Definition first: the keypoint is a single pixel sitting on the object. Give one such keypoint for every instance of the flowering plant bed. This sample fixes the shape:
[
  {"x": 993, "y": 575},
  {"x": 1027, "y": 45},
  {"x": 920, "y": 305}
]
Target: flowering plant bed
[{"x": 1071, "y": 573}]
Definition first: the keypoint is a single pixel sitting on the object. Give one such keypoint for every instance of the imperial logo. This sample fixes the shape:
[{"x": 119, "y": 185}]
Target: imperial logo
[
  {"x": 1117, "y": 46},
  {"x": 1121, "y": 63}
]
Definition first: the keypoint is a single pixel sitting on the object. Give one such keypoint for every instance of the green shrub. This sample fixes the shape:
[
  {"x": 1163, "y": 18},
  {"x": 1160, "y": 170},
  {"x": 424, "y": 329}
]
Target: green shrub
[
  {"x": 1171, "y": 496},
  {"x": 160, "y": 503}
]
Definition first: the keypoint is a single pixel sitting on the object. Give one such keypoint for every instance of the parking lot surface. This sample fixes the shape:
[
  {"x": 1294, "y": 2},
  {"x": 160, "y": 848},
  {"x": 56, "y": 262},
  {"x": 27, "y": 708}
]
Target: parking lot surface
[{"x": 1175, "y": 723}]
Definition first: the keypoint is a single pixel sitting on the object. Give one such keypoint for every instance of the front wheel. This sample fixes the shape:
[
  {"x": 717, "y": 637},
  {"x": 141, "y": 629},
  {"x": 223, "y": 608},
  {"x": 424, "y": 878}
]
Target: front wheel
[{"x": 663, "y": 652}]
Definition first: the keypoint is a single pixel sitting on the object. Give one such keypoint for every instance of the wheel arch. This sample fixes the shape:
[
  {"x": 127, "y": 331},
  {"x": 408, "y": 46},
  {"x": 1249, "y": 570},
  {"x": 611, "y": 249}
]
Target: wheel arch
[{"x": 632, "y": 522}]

+ + + +

*WHAT TO WORK ON:* Where does the string "sitting" appear in the records above? Return every line that holds it.

*EXPECTED ANSWER:*
Definition first: the keypoint is a single pixel sitting on the object. Give one such keypoint for every instance of the flowering plant bed. This sample fixes the shape:
Definition first: the keypoint is a single pixel sitting on the object. Give one such keypoint for every instance of the imperial logo. This sample fixes the shape:
Definition first: the keypoint is a single pixel sitting on the object. Give one such keypoint for every instance of the green shrub. This sample fixes the shape:
Definition first: the keypoint is a single pixel sitting on the object. Give one such keypoint for every instance of the parking lot surface. This sample fixes the shape:
Definition first: the keypoint is a single pixel sitting on the object. Give one such keypoint for every instance of the front wheel. This sample fixes the shape:
Definition first: the keypoint is a single pixel sitting on the object. Give one such keypoint for every instance of the wheel arch. This sample fixes the shape:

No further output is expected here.